Stored items from a collection:
━━━━━━━━━━━━━━━━━━━━

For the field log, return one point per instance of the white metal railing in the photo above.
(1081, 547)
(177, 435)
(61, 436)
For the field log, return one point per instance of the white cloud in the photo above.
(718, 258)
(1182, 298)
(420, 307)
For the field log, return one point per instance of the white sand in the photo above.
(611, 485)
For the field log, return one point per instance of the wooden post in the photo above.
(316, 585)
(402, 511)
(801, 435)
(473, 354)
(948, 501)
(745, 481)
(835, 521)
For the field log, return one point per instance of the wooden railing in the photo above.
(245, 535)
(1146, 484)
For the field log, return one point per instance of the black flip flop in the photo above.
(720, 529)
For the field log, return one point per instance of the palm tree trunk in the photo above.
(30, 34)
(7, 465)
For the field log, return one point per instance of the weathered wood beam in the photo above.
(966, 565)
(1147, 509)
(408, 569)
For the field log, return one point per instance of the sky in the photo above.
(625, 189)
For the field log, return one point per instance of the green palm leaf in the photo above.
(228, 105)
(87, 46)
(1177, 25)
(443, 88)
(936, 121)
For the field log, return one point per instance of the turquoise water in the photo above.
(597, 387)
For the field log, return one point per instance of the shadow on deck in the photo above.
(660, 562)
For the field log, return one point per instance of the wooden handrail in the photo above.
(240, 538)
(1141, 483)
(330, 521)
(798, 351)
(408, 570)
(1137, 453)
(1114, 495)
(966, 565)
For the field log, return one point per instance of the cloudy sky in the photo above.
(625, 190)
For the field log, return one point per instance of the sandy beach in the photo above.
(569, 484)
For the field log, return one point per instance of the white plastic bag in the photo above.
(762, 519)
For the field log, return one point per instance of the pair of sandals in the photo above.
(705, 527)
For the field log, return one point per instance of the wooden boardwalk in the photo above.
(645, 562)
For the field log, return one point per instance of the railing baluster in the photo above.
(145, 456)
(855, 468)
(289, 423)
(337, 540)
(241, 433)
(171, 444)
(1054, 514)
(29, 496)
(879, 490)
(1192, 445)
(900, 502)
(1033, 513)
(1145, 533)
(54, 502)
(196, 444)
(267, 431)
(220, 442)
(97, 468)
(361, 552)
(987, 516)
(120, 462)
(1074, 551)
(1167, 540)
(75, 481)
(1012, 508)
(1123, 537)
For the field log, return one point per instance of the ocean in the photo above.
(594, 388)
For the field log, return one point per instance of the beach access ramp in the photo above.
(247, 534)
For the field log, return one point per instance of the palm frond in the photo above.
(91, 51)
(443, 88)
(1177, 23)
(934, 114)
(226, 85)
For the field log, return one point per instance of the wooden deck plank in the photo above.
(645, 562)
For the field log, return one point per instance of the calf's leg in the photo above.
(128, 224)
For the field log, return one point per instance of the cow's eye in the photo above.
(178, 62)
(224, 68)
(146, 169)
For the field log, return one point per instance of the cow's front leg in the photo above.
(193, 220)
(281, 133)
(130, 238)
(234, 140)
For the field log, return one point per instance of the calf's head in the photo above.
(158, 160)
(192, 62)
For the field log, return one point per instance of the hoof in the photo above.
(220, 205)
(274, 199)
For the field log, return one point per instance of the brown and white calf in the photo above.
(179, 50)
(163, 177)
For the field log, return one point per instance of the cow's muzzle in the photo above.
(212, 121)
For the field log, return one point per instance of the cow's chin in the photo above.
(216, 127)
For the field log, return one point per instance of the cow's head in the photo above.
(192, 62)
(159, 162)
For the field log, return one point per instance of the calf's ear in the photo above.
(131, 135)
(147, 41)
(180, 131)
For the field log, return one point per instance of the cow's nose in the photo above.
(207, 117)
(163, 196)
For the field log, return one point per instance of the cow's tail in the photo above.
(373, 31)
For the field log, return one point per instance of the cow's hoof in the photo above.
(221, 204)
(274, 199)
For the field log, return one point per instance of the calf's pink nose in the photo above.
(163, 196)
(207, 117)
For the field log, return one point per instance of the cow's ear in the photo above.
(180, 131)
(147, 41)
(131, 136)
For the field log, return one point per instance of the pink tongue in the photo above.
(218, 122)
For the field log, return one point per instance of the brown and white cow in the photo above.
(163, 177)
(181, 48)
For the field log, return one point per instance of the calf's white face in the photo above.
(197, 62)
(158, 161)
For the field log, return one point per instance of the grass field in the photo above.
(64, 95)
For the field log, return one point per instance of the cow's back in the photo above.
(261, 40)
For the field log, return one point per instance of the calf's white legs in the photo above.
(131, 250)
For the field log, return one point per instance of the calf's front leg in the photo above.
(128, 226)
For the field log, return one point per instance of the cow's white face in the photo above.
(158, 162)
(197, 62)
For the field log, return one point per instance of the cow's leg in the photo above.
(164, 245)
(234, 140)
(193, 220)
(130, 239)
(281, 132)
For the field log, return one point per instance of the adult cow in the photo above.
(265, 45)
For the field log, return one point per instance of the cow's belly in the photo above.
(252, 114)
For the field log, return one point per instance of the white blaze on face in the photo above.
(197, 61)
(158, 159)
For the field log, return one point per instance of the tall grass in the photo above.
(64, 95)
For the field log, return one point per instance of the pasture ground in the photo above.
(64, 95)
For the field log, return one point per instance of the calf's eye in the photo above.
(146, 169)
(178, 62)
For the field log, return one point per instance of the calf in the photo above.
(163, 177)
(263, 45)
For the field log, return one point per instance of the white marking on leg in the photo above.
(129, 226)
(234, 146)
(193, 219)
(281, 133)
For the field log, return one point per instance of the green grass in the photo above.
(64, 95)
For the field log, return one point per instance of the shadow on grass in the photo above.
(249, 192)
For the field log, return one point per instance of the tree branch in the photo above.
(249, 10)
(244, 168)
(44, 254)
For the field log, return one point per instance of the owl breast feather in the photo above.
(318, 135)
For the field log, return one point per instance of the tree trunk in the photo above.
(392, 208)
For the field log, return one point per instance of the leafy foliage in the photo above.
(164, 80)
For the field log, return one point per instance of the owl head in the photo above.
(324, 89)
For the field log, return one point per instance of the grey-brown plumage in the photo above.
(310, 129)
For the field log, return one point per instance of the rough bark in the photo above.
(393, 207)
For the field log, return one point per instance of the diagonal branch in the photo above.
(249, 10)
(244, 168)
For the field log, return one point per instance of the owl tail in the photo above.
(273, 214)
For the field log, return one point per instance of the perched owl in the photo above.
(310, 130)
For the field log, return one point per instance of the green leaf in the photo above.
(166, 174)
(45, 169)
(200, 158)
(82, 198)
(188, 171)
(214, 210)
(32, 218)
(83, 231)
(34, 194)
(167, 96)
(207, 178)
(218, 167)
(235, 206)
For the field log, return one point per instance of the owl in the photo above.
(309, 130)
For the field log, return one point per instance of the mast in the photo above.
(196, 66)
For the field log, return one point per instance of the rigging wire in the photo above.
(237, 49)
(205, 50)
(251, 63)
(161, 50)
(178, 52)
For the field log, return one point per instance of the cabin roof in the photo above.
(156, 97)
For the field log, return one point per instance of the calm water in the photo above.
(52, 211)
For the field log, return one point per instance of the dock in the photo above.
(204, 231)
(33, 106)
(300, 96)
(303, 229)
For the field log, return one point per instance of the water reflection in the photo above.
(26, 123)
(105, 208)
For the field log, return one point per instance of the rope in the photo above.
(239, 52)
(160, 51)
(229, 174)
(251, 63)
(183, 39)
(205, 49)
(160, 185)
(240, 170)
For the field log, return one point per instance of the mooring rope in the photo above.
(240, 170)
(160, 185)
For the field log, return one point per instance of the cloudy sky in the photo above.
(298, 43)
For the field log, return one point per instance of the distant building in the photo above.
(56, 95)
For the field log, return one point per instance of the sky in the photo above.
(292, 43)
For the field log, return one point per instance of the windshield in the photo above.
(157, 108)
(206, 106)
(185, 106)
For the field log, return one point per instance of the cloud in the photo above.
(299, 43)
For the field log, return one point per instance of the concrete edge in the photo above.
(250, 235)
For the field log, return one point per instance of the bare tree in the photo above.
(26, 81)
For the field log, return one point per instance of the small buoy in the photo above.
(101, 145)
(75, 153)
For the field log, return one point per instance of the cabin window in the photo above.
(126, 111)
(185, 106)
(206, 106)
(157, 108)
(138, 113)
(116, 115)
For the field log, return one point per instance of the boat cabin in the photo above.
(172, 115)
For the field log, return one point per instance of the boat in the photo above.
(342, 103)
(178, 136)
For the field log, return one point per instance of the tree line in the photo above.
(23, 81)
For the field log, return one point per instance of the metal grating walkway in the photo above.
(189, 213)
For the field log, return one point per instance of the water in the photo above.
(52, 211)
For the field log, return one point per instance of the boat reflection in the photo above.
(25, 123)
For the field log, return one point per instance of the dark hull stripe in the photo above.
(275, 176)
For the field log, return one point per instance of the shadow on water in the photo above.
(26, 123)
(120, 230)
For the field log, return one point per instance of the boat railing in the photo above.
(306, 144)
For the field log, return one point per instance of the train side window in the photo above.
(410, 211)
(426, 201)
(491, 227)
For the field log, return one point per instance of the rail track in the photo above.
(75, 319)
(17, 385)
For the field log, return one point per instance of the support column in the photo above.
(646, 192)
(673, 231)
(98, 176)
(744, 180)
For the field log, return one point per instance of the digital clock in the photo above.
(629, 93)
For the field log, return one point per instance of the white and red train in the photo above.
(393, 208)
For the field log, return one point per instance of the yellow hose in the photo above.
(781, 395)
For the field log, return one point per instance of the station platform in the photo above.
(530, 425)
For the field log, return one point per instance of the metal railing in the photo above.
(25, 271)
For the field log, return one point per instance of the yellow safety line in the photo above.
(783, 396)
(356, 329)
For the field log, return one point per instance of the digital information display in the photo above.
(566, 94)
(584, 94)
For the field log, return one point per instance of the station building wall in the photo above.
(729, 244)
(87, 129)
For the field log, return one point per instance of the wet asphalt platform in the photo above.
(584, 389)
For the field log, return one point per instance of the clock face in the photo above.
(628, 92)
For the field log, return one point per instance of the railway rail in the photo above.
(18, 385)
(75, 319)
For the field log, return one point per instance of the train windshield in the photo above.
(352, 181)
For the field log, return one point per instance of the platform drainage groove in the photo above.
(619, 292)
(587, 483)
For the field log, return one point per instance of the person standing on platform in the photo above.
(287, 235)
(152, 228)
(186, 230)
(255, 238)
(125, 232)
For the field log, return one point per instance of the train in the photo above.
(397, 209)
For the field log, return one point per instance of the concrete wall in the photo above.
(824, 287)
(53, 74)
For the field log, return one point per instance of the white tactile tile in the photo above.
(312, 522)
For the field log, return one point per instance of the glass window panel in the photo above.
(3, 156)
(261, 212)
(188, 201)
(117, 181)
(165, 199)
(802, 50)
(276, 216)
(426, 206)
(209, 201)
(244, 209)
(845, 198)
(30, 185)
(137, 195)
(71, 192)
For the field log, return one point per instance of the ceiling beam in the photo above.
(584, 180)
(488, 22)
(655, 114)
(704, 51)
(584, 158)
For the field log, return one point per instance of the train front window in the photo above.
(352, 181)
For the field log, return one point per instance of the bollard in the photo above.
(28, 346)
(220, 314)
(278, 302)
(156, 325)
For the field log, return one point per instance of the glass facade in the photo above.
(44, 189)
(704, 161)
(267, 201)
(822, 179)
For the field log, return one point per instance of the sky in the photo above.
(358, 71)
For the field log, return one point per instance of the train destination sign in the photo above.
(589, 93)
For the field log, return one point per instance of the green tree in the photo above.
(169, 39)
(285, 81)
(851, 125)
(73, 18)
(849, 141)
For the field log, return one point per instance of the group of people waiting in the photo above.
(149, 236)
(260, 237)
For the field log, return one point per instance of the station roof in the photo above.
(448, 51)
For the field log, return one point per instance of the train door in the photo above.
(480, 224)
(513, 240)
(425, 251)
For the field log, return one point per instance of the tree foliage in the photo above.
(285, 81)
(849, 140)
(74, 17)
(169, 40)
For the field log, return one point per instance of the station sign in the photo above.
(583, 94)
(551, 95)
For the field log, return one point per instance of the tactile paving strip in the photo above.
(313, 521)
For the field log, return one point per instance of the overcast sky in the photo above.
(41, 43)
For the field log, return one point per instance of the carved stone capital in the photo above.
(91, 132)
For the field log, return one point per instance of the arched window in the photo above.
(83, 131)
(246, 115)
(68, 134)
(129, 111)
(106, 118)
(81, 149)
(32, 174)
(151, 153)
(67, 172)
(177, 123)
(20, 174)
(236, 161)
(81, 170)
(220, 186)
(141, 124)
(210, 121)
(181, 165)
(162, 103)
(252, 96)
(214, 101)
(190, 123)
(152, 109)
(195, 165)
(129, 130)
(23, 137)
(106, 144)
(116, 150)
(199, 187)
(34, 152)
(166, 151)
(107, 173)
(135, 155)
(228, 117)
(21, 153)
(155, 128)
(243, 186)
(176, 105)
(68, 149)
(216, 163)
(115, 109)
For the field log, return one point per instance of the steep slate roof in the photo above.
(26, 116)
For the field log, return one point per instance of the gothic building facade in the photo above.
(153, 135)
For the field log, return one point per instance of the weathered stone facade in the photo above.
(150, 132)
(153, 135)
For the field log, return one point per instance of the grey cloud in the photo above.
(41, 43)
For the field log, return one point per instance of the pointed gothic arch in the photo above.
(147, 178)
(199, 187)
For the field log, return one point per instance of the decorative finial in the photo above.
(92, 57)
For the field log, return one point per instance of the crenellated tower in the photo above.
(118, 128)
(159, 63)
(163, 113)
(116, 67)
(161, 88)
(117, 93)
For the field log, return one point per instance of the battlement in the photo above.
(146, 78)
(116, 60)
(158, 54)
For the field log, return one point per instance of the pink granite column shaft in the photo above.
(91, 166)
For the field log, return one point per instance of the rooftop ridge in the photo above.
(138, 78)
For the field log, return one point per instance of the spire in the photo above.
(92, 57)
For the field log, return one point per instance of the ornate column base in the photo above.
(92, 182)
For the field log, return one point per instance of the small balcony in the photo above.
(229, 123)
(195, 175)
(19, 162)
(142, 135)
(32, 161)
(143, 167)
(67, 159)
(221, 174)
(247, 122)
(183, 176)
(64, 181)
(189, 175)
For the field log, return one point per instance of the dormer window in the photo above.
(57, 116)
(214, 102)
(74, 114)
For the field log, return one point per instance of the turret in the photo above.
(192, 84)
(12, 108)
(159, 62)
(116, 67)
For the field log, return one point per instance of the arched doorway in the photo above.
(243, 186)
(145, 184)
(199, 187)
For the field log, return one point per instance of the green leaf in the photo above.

━━━━━━━━━━━━━━━━━━━━

From the line that contains "tower in the photo above." down to the last line of the listing above, repeat each line exactly, and include nothing else.

For the field log, return one point per instance of the crenellated tower in the photo above.
(118, 128)
(159, 63)
(163, 113)
(116, 67)
(161, 88)
(117, 93)
For the field log, return one point per instance of the battlement in the photo above.
(146, 78)
(116, 60)
(158, 54)
For the field log, return one point per instance of the pink granite column shaft in the photo above.
(91, 166)
For the field log, return one point per instance of the rooftop ridge in the photo above.
(138, 78)
For the field log, return one point per instance of the spire in the photo above.
(92, 57)
For the field log, return one point per instance of the ornate column base in the photo above.
(92, 182)
For the field log, return one point per instance of the small balcony in the photo above.
(229, 123)
(195, 175)
(19, 162)
(142, 135)
(32, 161)
(143, 167)
(67, 159)
(221, 174)
(247, 122)
(183, 176)
(64, 181)
(189, 175)
For the field log, return one point per instance of the dormer window in the photo above.
(57, 116)
(214, 102)
(74, 114)
For the field log, return one point per instance of the turret in the photo above.
(192, 84)
(12, 108)
(159, 62)
(116, 67)
For the field log, return one point per instance of the arched doorway in the photo above.
(243, 186)
(145, 184)
(199, 187)
For the field log, return one point per instance of the green leaf in the photo above.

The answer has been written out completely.